*What needs to be done*. Copy out the full forum thread on drawing tensors as graphs for einsum notation, word for word.

*Selection*.
# # # #

I've found that thinking of tensors in terms of graphs make Einsums much more natural.
For example, a matrix product MN, `a b, b c -> a c` is just two nodes with two edges each: `-a- M -b- N -c-`. Their `b` edges are connected, so the resulting graph has only two "free" edges `a` and `c`. That's how we know the result is another matrix.
Once you look at tensors this way, a number of things that are normally tricky with standard matrix notation become trivial. Such a higher order derivatives used in neural networks.
This is beautiful! I see we even decided on the same "vectorization tensor" and notation, which makes Kathri-Rao, and all the other "matrix products" much more intuitive!
I use a similar notation, but never quite found a satisfactory notation for elementwise operations (e.g. `-M-a + -b`, especially broadcasted ones which I end up doing as `-A-B- + -c 1-`) or for denoting what derivatives are with respect to. Using differentials gets around some of the latter, but still, I was never quite satisfied. Any chance you've found nice options there?

# # # #

*Entries supplied*.
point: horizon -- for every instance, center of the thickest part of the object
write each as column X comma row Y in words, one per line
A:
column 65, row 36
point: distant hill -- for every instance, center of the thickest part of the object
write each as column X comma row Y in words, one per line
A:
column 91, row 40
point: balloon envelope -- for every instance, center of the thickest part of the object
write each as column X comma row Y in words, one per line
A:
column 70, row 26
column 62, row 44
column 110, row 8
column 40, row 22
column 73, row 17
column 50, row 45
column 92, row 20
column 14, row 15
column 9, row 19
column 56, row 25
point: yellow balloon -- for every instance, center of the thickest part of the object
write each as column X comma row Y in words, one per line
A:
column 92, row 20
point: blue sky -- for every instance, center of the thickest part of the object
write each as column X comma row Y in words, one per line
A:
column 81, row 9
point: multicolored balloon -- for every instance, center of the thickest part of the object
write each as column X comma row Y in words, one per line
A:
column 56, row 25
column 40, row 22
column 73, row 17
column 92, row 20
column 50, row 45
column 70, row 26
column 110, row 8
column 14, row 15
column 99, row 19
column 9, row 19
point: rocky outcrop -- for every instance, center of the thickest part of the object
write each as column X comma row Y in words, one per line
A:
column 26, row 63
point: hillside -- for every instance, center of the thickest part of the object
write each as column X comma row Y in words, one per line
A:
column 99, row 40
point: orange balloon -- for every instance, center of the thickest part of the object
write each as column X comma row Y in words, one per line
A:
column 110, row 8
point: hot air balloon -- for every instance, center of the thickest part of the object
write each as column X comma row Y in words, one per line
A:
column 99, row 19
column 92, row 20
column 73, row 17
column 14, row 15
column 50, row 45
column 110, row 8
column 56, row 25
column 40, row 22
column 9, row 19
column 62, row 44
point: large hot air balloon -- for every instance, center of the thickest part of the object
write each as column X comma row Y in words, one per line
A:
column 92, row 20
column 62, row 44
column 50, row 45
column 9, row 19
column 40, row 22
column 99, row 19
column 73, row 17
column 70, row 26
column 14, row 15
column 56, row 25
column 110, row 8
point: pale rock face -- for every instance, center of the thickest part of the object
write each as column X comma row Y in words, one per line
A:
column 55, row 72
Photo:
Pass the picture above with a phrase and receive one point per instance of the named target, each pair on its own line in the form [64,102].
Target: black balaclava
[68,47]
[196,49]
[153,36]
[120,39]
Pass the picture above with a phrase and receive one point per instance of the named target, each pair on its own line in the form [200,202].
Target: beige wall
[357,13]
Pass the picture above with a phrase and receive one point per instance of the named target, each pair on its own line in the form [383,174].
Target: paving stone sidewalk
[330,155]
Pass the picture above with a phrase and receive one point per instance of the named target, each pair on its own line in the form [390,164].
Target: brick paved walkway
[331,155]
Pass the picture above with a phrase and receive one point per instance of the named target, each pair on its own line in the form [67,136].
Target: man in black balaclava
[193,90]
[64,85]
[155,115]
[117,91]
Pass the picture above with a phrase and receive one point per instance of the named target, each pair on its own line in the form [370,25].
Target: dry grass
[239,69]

# # # #

*Exercise response*.
I've found that thinking of tensors in terms of graphs make Einsums much more natural.
For example, a matrix product MN, `a b, b c -> a c` is just two nodes with two edges each: `-a- M -b- N -c-`. Their `b` edges are connected, so the resulting graph has only two "free" edges `a` and `c`. That's how we know the result is another matrix.
Once you look at tensors this way, a number of things that are normally tricky with standard matrix notation become trivial. Such a higher order derivatives used in neural networks.
This is beautiful! I see we even decided on the same "vectorization tensor" and notation, which makes Kathri-Rao, and all the other "matrix products" much more intuitive!
I use a similar notation, but never quite found a satisfactory notation for elementwise operations (e.g. `-M-a + -b`, especially broadcasted ones which I end up doing as `-A-B- + -c 1-`) or for denoting what derivatives are with respect to. Using differentials gets around some of the latter, but still, I was never quite satisfied. Any chance you've found nice options there?